- **Exercise instructions**: Rewrite every one of the entries below as a numbered list, omitting any blank lines.

Stored data
- - - -
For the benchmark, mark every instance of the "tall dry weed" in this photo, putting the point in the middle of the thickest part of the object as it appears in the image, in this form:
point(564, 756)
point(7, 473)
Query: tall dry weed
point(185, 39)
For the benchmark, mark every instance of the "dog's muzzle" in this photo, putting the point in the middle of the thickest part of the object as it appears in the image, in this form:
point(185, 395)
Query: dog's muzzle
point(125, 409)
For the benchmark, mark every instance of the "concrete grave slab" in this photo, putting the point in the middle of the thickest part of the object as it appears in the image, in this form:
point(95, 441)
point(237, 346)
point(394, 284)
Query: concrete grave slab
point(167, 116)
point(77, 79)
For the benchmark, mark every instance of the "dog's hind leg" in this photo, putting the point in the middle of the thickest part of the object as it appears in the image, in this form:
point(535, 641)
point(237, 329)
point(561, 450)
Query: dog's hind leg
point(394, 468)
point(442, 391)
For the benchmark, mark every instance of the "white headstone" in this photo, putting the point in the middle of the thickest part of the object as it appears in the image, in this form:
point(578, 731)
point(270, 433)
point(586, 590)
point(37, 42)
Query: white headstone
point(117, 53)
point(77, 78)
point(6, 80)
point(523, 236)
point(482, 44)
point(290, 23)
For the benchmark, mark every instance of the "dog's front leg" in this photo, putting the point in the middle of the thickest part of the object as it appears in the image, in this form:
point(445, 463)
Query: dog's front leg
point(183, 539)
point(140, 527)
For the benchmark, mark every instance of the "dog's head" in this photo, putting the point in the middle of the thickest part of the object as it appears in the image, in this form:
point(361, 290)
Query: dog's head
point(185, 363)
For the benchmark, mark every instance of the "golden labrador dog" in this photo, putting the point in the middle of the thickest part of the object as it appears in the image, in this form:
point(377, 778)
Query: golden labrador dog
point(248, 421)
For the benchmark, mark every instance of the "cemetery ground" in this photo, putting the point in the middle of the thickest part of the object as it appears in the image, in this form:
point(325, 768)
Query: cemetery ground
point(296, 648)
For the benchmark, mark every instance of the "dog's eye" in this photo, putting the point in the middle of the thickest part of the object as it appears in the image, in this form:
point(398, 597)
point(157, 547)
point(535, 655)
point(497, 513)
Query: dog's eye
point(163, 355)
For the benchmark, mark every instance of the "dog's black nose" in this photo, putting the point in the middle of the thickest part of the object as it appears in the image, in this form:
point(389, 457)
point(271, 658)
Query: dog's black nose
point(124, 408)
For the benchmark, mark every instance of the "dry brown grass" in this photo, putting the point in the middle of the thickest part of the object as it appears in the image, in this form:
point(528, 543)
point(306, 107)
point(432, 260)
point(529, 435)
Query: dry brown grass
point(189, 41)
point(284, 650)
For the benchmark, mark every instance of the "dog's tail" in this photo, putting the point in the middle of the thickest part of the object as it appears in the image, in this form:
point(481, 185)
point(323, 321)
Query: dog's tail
- - - -
- **Final answer**:
1. For the benchmark, mark every instance of the "tall dry weed" in this photo, putting the point in the middle of the thickest part of the object as it appears in the image, in this form:
2. point(564, 756)
3. point(7, 473)
4. Query: tall dry weed
5. point(185, 39)
6. For the benchmark, mark every instance of the "dog's muzzle" in this photo, putting the point in the middle of the thickest part of the object as it appears in the image, in this form:
7. point(185, 395)
8. Query: dog's muzzle
9. point(125, 409)
10. For the benchmark, mark every instance of the "concrete grave slab" in this photo, putting the point in the middle of the thickest part of the object as it appears in the image, in this form:
11. point(95, 441)
12. point(237, 346)
13. point(394, 284)
14. Query: concrete grave slab
15. point(167, 116)
16. point(77, 79)
17. For the benchmark, mark every instance of the "dog's hind leg" in this photo, putting the point in the middle of the thickest part of the object as it appears in the image, in this form:
18. point(535, 641)
19. point(237, 329)
20. point(561, 450)
21. Query: dog's hind leg
22. point(394, 468)
23. point(442, 391)
24. For the benchmark, mark every instance of the "white headstone" in this photo, putting the point in the middle of the thickest part of the object as it appears in the image, in this form:
25. point(578, 731)
26. point(270, 433)
27. point(586, 590)
28. point(37, 42)
29. Query: white headstone
30. point(117, 53)
31. point(77, 78)
32. point(6, 80)
33. point(523, 236)
34. point(482, 44)
35. point(290, 23)
36. For the benchmark, mark every instance of the "dog's front leg" in this photo, putting the point in the middle of the thickest part of the object as it appears in the image, in this form:
37. point(445, 463)
38. Query: dog's front leg
39. point(183, 539)
40. point(140, 527)
41. For the benchmark, mark every instance of the "dog's head" in this photo, putting the point in the middle of the thickest part of the object as it appears in the image, in this form:
42. point(361, 290)
43. Query: dog's head
44. point(185, 363)
45. For the benchmark, mark every instance of the "golden labrador dog" in this photo, putting the point in the middle of the thickest part of the object as it appears in the image, in this form:
46. point(377, 778)
47. Query: golden labrador dog
48. point(248, 421)
49. For the benchmark, mark every instance of the "cemetery ground" in this photo, putting the point in the middle of the thickest part of the object as it appears in the image, in this form:
50. point(325, 768)
51. Query: cemetery ground
52. point(296, 648)
53. For the benchmark, mark every instance of the "dog's eye" in this photo, putting the point in the middle of the thickest part of the object as it appears in the image, in this form:
54. point(398, 597)
55. point(157, 547)
56. point(535, 655)
57. point(497, 513)
58. Query: dog's eye
59. point(163, 355)
60. For the benchmark, mark every instance of the "dog's black nose" in this photo, putting the point in the middle of the thickest part of the object as it appears in the image, in this form:
61. point(389, 457)
62. point(271, 658)
63. Query: dog's black nose
64. point(124, 408)
65. For the benchmark, mark every instance of the "dry brown grass" in this photo, putting the point in the middle of the thickest part of the object as it appears in the image, in this form:
66. point(528, 543)
67. point(306, 107)
68. point(432, 260)
69. point(529, 435)
70. Query: dry brown grass
71. point(189, 41)
72. point(284, 650)
73. For the benchmark, mark every instance of the "dog's tail" in this photo, putting the point in the middle of the thickest part of the object as it appears in the image, in this form:
74. point(481, 185)
75. point(323, 321)
76. Query: dog's tail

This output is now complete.